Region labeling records
----

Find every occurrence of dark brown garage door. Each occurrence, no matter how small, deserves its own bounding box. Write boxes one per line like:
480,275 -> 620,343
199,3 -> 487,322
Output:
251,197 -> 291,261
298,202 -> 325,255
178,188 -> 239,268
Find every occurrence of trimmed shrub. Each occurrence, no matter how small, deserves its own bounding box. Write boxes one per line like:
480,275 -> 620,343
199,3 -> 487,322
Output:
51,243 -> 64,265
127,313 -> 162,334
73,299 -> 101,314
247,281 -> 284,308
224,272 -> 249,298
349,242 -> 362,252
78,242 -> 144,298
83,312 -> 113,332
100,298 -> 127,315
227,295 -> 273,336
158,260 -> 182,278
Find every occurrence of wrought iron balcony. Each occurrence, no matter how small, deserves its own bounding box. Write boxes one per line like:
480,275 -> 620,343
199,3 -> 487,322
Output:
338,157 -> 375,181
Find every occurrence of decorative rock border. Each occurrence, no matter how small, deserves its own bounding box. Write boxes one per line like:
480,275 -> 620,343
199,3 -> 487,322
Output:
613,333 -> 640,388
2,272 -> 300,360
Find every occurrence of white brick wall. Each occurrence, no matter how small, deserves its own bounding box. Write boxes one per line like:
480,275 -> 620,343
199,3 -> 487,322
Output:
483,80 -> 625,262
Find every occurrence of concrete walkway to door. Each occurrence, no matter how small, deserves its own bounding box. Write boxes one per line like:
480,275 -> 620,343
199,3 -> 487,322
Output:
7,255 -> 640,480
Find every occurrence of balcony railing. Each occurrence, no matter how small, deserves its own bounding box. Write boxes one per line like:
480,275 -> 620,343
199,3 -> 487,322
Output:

----

STATED PROBLEM:
Rewrite the stretch of the material from the line containing "Find every occurrence of wrought" through the line containing "338,157 -> 375,181" as a numbered list, leaving out any blank lines.

ANSWER TO THE TASK:
1. Find every occurrence of wrought iron balcony. Each occurrence, no matter how small, deserves its own bounding box. Write boxes one per line like:
2. 480,275 -> 620,343
3. 199,3 -> 487,322
4. Output:
5. 338,157 -> 375,181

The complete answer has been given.